= Beginning of Section =

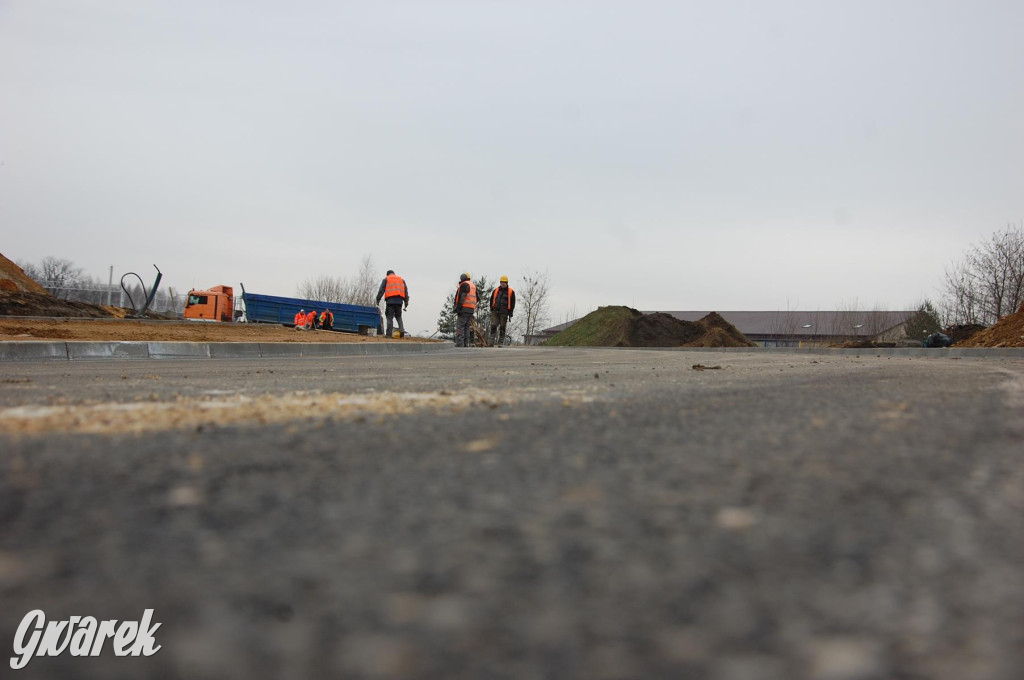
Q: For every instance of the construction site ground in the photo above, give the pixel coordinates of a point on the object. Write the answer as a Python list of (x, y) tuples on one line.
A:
[(559, 513), (26, 329)]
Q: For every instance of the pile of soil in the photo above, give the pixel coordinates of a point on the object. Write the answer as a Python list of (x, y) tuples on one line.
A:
[(19, 303), (13, 279), (963, 332), (166, 331), (1008, 332), (623, 327), (23, 303)]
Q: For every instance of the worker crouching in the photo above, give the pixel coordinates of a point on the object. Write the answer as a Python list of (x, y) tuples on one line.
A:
[(327, 320), (395, 294)]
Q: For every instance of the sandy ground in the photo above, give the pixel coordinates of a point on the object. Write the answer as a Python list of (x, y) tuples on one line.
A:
[(100, 330)]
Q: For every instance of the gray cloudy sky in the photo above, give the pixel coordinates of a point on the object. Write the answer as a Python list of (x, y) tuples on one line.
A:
[(660, 155)]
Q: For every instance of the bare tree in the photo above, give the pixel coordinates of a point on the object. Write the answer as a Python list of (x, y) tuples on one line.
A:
[(31, 270), (59, 272), (988, 283), (532, 299), (877, 322), (366, 283), (358, 289)]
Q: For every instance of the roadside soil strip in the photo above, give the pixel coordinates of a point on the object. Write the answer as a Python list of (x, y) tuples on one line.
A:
[(113, 330)]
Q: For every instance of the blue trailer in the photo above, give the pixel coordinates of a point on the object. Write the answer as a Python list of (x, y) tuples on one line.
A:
[(273, 309)]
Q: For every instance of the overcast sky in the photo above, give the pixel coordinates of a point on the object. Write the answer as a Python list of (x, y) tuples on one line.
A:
[(662, 155)]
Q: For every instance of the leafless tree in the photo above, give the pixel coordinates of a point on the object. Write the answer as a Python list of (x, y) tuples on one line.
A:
[(876, 323), (532, 299), (328, 289), (358, 289), (988, 283), (59, 272)]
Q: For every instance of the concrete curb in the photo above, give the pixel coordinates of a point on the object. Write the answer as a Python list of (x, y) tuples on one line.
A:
[(76, 350), (936, 352)]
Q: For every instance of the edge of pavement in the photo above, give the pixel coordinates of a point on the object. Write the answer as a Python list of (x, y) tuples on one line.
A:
[(75, 350)]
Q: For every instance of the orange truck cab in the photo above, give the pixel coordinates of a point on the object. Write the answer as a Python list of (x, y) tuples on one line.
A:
[(216, 304)]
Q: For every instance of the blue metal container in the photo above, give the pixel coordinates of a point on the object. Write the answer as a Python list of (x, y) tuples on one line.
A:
[(273, 309)]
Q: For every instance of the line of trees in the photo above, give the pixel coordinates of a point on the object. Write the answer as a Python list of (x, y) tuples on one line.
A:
[(988, 282), (57, 274)]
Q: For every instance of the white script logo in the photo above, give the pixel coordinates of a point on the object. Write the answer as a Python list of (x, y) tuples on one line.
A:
[(130, 639)]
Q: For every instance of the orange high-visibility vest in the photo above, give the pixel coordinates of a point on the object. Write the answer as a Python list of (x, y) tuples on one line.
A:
[(469, 301), (395, 287), (508, 298)]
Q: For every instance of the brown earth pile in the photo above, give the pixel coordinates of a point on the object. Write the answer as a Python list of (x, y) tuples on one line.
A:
[(1008, 332), (963, 332), (12, 279), (623, 327), (23, 303), (18, 303)]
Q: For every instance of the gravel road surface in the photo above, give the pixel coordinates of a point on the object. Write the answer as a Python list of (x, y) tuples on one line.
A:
[(522, 513)]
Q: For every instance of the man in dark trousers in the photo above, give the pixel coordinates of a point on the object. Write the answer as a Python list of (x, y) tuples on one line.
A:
[(395, 294), (502, 306), (465, 307)]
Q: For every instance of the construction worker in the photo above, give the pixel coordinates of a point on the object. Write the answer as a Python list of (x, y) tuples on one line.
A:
[(502, 306), (395, 294), (327, 320), (465, 307)]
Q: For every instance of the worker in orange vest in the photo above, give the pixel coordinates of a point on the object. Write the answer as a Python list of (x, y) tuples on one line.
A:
[(327, 320), (502, 306), (395, 294), (465, 307)]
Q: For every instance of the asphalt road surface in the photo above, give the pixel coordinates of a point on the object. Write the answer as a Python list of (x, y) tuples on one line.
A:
[(522, 513)]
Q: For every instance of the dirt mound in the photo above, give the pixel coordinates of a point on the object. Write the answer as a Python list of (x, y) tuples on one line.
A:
[(18, 303), (660, 330), (963, 332), (1008, 332), (13, 279), (623, 327)]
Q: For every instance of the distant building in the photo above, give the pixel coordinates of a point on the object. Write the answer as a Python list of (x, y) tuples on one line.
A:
[(793, 329)]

= End of Section =

▸ Activity
The expected result is the material restated word for word, minus any picture.

▸ Solution to the exercise
Q: For every instance of the construction site ground in the photo above, give the pixel coordinates of a point on the object. Write the answer as a Python list of (x, y) tuples on one line.
A:
[(559, 513), (26, 329)]
Q: For every instance of the pile of soil in the photo above, give the pixel coordinates of a point on the object. Write the answer as a Python list of (x, y) tuples on one line.
A:
[(19, 303), (13, 279), (963, 332), (166, 331), (1008, 332), (623, 327), (23, 303)]
Q: For every instance of the worker crouching in the photo above, give the pixel coordinates of a point on the object. Write the answer as a Python list of (x, y) tuples on one line.
A:
[(327, 320), (395, 294)]
Q: For every instance of the sandy ground in the photo above, give the pixel coordinates of a point on the object. Write the answer as a Python list of (x, y) tuples on one line.
A:
[(100, 330)]
Q: For every instance of the gray cloudy sky in the photo above, give the pixel coordinates of a point on the object. Write the answer as a Python list of (x, y) tuples on one line.
A:
[(660, 155)]
Q: For every instance of the bare tree in the photo above, give the pixel coordinates of a point on the object. Write the answer as a Python list of (x, y) tuples on one line.
A:
[(31, 270), (59, 272), (988, 283), (532, 299), (877, 322), (366, 283), (358, 289)]
Q: For every instance of the roadside soil strip in the photo above, give the pixel coordinates of a point on the object. Write the answer as a Python list of (x, y) tuples on one line.
A:
[(113, 330)]
Q: For every instance of the blue trailer in the photo above, give the pixel coordinates of a point on the object. Write the answer as a Python list of (x, y) tuples on one line.
A:
[(273, 309)]
Q: For every instance of the overcast sky in the photo above, give the pixel coordinates of a point on the object. Write the answer as a Python list of (x, y) tuples on one line.
A:
[(662, 155)]
Q: For every instance of the leafless tree in the photo above, give the pixel coordinates of a point on the object. Write the answer as a Python list of (x, y) tuples on one line.
A:
[(876, 323), (532, 299), (328, 289), (358, 289), (988, 283), (59, 272)]
Q: For every instance of the concrete curb in the photo above, give the pixel coordinates of a point on the object. Write the answer as a Python list of (x, y) tuples on one line.
A:
[(76, 350), (936, 352)]
Q: For every instance of the edge of pavement in the photo above, give the pixel coordinates of a point on the object. Write the answer as a Python list of (x, y) tuples on one line.
A:
[(75, 350)]
Q: For every instance of the orange truck cab in the photo above, give the pixel coordinates of a point on the object. Write the answer as a Python list of (x, y) tuples on one line.
A:
[(216, 304)]
Q: For every instance of the blue metal container in the photo above, give the pixel coordinates of a point on the object. Write the answer as a Python list of (x, y) tuples on one line.
A:
[(273, 309)]
Q: For every instance of the line of trees in the photo above, give the pixel coordinates of a point on the object. Write the answer as a Python list of (x, y) tuples on one line.
A:
[(988, 282), (57, 274)]
Q: For every instance of the white script logo in the photo above, give the pixel coordinates of a point on the object. Write the answer as a Python list of (x, y) tuples on one line.
A:
[(130, 639)]
Q: For every instance of the orange high-visibility vest in the photo above, give the pixel coordinates of a point on the object. Write the answer as a Python list of (x, y) tuples on one line.
A:
[(469, 301), (395, 287), (508, 298)]
Q: For every instance of the brown earth pile in the photo above, give the pixel coordinates of a point on the object. Write the answer as a Python list of (x, y) tuples on one line.
A:
[(1008, 332), (963, 332), (12, 279), (623, 327), (23, 303), (18, 303)]
Q: For every instance of the gravel road surface in the photo above, give the pixel coordinates of a point on the object. Write the answer as a Python list of (x, y) tuples on one line.
A:
[(522, 513)]
Q: For every instance of the man in dark trousers in the photo above, give the pixel coordinates of a point on the object. Write the answer as a Python list of (x, y) tuples on one line.
A:
[(395, 294), (502, 306), (465, 307)]
Q: For every instance of the construction worker in the photo above, give the pixel coordinates of a point on the object. Write the answer as a Python list of (x, y) tuples on one line.
A:
[(502, 306), (395, 294), (327, 320), (465, 307)]
Q: For every instance of the worker in orange vest in the photo above, give the pixel coordinates of a point on the object. Write the answer as a Python list of (x, y) tuples on one line.
A:
[(327, 320), (502, 306), (395, 294), (465, 307)]
Q: For every instance of the asphalt road surface in the photo above, give the pixel coordinates of a point on the object. Write the answer as a Python list of (x, y) tuples on one line.
A:
[(522, 513)]
Q: For every instance of the dirt mound in the photo above, give the pixel coordinates of a point on the object. Write the answer as a Python list of (x, y) tuples on one line.
A:
[(18, 303), (660, 330), (963, 332), (1008, 332), (13, 279), (623, 327)]
Q: For every instance of the distant building in the photo above, give the pixel coordinates of a point on the object. Write the answer as a Python list of (x, y) tuples on one line.
A:
[(793, 329)]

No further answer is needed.